• DOCUMENT SECTION:

Where's Bob Barker when you need him? Seeing him pound Adam Sandler
senseless in 1996's 'Happy Gilmore' was a scream (because this guy
sucks!) and that film along with 1996's 'Bulletproof' are the only two
films I've enjoyed seeing the amateur comedian in, but just mildly.
'The Waterboy' is filled with enough stereotyped comedy to offend
everyone and while most people are expected to have at least some sense
of humour, this film clearly crosses the line and enough is enough.
Let's see, we are to believe that everyone in the southern United States
is a redneck, a bible thumping fanatic who thinks everyone and
everything is the devil, that they all are incoherent when they speak,
that they're cross-eyed or just plain backwards. Am I from the south?
No. I'm a Canadian but it still filled me with a sense of indignity to
see such politically incorrect humour taken to the extreme. P.I. humour
is fine here and there but not to the point where it scars your
equilibrium so you can't think straight after the film is over.
In 'The Waterboy', Sandler plays a 31-year old water boy for the worst
college team in Louisiana. He talks with a lisp, and an unappealing
southern accent that whines. Sandler is no Meryl Streep or Laurence
Olivier and his attempt at accenting is not acceptable nor is it
convincing. He lives with his mother in their bayou home where
everything is decorated for the classic southern stereotype. Mama
(Kathy Bates) believes that girls are the devil and even has her pet
donkey tied up in the living room and it drinks from the toilet and
hee-haws at will. I'm glad it didn't have to sit through this movie.
It seems that dad left many years ago and Sandler and his mama are the
only ones at home. The players tease and torment Sandler as the water
boy to the point where he gets himself fired by the redneck coach (Jerry
Sandler gets re-hired by another school football coach (Henry Winkler)

• REQUIRED WORK: According to the review of 'The Waterboy', what job does Sandler's character have, and for what team?

• INFORMATION SHOWN:
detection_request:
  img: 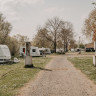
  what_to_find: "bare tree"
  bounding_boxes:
[83,9,96,41]
[0,14,12,44]
[43,17,62,53]
[14,34,29,46]
[32,27,52,48]
[60,22,73,52]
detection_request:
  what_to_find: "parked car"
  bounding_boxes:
[20,46,40,57]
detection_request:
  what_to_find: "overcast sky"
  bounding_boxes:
[0,0,95,42]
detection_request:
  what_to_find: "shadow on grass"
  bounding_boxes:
[25,65,52,71]
[33,66,52,71]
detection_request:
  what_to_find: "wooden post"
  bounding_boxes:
[93,41,96,67]
[25,42,33,68]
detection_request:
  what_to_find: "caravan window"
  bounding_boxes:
[32,49,36,52]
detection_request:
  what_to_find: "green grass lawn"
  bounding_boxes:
[0,57,51,96]
[68,57,96,84]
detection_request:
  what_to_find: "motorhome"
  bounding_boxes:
[39,47,45,56]
[20,46,40,57]
[0,45,11,63]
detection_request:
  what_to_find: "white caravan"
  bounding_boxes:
[39,47,45,56]
[30,47,40,57]
[0,45,11,63]
[20,46,40,57]
[45,48,51,54]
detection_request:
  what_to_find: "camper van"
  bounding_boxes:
[30,47,40,57]
[39,47,45,56]
[0,45,11,63]
[20,46,40,57]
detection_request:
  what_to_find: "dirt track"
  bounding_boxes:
[19,56,96,96]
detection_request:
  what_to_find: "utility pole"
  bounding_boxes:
[25,42,33,68]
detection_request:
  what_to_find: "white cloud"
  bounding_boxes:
[0,0,44,22]
[44,7,64,15]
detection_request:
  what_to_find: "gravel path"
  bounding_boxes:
[19,56,96,96]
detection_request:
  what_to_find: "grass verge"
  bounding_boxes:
[0,57,51,96]
[68,57,96,84]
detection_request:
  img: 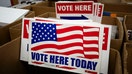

• TASK SOLUTION: He is a 31-year-old water boy for the worst college team in Louisiana.